#### [Job]
Reproduce all of the items below word for word, and omit the pictures from your answer.

+++ Available records +++

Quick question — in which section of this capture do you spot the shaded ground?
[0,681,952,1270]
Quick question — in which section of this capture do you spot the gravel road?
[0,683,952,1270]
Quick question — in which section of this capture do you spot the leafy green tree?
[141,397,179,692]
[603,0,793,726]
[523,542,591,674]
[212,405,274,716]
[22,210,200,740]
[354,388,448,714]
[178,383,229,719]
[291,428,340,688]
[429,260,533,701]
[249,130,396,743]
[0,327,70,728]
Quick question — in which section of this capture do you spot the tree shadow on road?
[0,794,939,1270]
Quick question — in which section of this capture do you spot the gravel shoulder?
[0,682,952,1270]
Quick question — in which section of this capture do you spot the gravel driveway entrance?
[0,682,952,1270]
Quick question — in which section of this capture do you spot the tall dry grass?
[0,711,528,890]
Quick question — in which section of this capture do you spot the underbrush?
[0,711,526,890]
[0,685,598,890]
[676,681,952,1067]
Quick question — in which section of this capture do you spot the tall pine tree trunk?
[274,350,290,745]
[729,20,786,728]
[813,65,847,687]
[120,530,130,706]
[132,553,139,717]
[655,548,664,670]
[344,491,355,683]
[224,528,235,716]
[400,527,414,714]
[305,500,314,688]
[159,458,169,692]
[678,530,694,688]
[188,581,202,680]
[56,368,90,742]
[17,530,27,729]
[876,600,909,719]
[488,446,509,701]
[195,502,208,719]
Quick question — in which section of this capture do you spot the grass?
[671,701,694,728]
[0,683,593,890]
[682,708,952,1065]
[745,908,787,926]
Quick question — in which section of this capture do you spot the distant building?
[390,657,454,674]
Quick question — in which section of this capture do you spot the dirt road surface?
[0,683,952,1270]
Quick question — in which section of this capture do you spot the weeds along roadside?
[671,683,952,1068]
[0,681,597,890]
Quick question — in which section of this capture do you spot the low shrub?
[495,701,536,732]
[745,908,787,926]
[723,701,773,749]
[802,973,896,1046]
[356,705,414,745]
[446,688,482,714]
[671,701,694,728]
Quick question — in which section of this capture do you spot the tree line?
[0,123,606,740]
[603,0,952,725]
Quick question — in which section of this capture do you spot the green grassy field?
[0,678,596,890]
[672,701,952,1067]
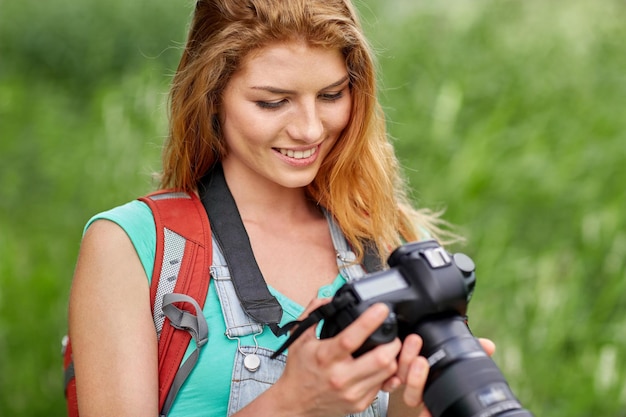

+++

#### [The output]
Quick question — in which section of this capture do you spot the shaded ground?
[0,681,952,1270]
Quick question — in which section of this capture do you spot the gravel road?
[0,683,952,1270]
Quick question — in which section of this capture do you spot the leafy green tree?
[141,397,179,692]
[603,0,793,726]
[523,542,591,674]
[212,405,274,716]
[22,210,200,740]
[354,388,448,714]
[178,383,229,719]
[291,428,340,688]
[429,260,533,701]
[249,130,396,743]
[0,327,70,728]
Quick question — in which section of this capture do you spot the tree shadow on road?
[0,794,939,1270]
Quick question — in which section of this capture do you spot the gravel shoulder?
[0,682,952,1270]
Quick question — in which section of this capture do you spot the gravel driveway entrance?
[0,682,952,1270]
Quick question — in which section of this capture do you spot the tall dry grass?
[0,711,528,890]
Quick question — in which section of this capture do you spot the underbrush?
[0,711,526,890]
[0,685,598,890]
[676,681,952,1067]
Quick question — in which section of this capture do you spot the tall pine tree trunk?
[274,350,290,745]
[729,20,786,728]
[813,65,847,687]
[120,530,130,706]
[132,553,139,717]
[655,548,664,670]
[344,491,355,683]
[224,528,235,716]
[400,527,414,714]
[305,500,314,688]
[159,458,169,692]
[678,530,694,688]
[188,581,202,680]
[56,368,90,742]
[17,530,27,729]
[876,600,909,719]
[488,446,509,701]
[195,502,208,719]
Quick question — in which section of this capture do you spot the grass?
[671,701,694,728]
[0,683,593,890]
[682,708,952,1065]
[745,908,787,926]
Quick question — in which section of this capture do you spot the distant building?
[390,657,454,674]
Quick question — in which section of this capture do you spot the dirt road surface?
[0,683,952,1270]
Quick question — in which section of this capture do you spot the weeds along roadside?
[671,683,952,1068]
[0,681,597,890]
Quick question — in which section of this capture do you spot the low shrub?
[495,701,536,732]
[745,908,787,926]
[723,701,773,749]
[802,973,896,1046]
[356,705,414,745]
[446,688,482,714]
[671,701,694,728]
Quick question — in which section of this capture do you spot the tree line?
[0,123,606,740]
[603,0,952,725]
Quick question — in which section of this capture do you spot the green grassy field?
[0,678,596,890]
[672,701,952,1067]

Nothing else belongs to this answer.